**What to do**
Rewrite the material below, replacing "segment every instance of" with "outline each instance of" wherever it occurs and leaving everything else as it is.

**Raw data**

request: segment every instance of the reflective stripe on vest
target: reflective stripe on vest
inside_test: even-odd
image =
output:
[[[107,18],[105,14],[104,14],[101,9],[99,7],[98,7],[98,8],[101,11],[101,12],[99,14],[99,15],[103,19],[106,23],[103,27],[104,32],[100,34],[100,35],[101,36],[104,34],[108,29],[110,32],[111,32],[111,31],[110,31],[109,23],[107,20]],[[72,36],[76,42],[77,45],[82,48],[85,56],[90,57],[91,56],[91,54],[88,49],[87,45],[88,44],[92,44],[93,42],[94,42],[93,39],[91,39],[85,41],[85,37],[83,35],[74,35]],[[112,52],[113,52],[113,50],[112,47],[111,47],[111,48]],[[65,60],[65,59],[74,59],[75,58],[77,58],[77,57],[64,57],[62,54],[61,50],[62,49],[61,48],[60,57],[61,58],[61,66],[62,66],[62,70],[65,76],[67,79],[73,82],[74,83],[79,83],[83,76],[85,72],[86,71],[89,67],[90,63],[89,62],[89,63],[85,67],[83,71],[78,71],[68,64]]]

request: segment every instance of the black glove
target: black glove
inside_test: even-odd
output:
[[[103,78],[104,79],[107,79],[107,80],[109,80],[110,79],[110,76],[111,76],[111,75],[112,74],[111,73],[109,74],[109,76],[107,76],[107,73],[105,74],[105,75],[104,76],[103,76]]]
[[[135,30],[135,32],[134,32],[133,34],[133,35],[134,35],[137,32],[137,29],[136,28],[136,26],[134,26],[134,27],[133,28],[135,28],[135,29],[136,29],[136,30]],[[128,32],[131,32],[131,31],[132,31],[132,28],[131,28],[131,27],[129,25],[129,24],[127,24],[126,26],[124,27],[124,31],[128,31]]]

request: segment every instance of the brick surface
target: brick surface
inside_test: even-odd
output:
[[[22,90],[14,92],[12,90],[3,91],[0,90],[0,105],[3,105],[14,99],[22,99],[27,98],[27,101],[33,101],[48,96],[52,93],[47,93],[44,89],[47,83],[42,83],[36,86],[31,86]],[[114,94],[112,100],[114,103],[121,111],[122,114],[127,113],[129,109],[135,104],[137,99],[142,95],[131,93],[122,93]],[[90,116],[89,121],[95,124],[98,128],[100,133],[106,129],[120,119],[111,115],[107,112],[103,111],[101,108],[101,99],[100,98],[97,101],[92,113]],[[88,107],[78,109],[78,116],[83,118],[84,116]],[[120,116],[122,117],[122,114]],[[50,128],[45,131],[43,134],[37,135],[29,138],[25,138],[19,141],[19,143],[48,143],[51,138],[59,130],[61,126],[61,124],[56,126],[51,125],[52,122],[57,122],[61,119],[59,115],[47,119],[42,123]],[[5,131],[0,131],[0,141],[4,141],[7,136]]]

**Reply**
request: outline each instance of the reflective stripe on vest
target: reflective stripe on vest
inside_test: even-odd
image =
output:
[[[107,18],[105,14],[104,14],[101,9],[99,7],[98,7],[98,8],[101,11],[101,12],[99,14],[99,15],[103,19],[106,23],[103,27],[104,32],[100,34],[100,35],[101,36],[104,34],[108,29],[110,32],[111,32],[111,31],[110,31],[109,23],[107,20]],[[72,36],[76,42],[77,45],[82,48],[85,56],[90,57],[91,56],[91,54],[88,49],[87,45],[88,44],[92,44],[93,42],[94,42],[93,39],[91,39],[85,41],[85,37],[83,35],[74,35]],[[112,52],[113,52],[113,50],[112,47],[111,47],[111,48]],[[65,60],[65,59],[74,59],[75,58],[77,58],[77,57],[64,57],[62,54],[61,50],[62,49],[61,48],[60,57],[61,58],[61,66],[62,66],[62,70],[65,76],[67,79],[73,82],[74,83],[79,83],[83,76],[85,72],[86,71],[89,67],[90,63],[89,62],[89,63],[85,67],[83,71],[78,71],[68,64]]]

request: outline each instance of the black glove
target: black glove
inside_test: even-odd
output:
[[[103,78],[104,79],[107,79],[107,80],[109,80],[110,79],[110,76],[111,76],[111,75],[112,74],[111,73],[109,74],[109,76],[107,76],[107,73],[105,74],[105,75],[104,76],[103,76]]]
[[[135,30],[135,32],[134,32],[133,34],[133,35],[134,35],[137,32],[137,29],[136,28],[136,26],[134,26],[134,27],[133,28],[135,28],[135,29],[136,29],[136,30]],[[128,32],[131,32],[131,31],[132,31],[132,28],[131,28],[131,27],[129,25],[129,24],[127,24],[126,26],[124,27],[124,31],[128,31]]]

request: outline each instance of the brick surface
target: brick surface
inside_test: even-odd
output:
[[[22,90],[14,92],[12,90],[3,91],[0,90],[0,105],[3,105],[14,99],[22,99],[27,98],[27,101],[33,101],[48,96],[52,93],[47,93],[44,89],[47,83],[42,83],[36,86],[31,86]],[[114,94],[112,100],[114,103],[121,111],[122,114],[127,113],[129,109],[135,104],[137,99],[142,95],[131,93],[122,93]],[[90,116],[89,121],[95,124],[98,128],[100,133],[106,129],[120,119],[111,115],[107,112],[103,111],[101,108],[101,99],[100,98],[97,101],[92,113]],[[88,107],[78,109],[78,116],[83,118],[84,116]],[[120,116],[122,117],[122,114]],[[50,128],[45,131],[43,134],[37,135],[29,138],[25,138],[19,141],[19,143],[48,143],[51,138],[59,130],[61,126],[61,124],[56,126],[51,125],[52,122],[57,122],[61,119],[59,115],[47,119],[42,123]],[[5,131],[0,131],[0,141],[4,141],[7,136]]]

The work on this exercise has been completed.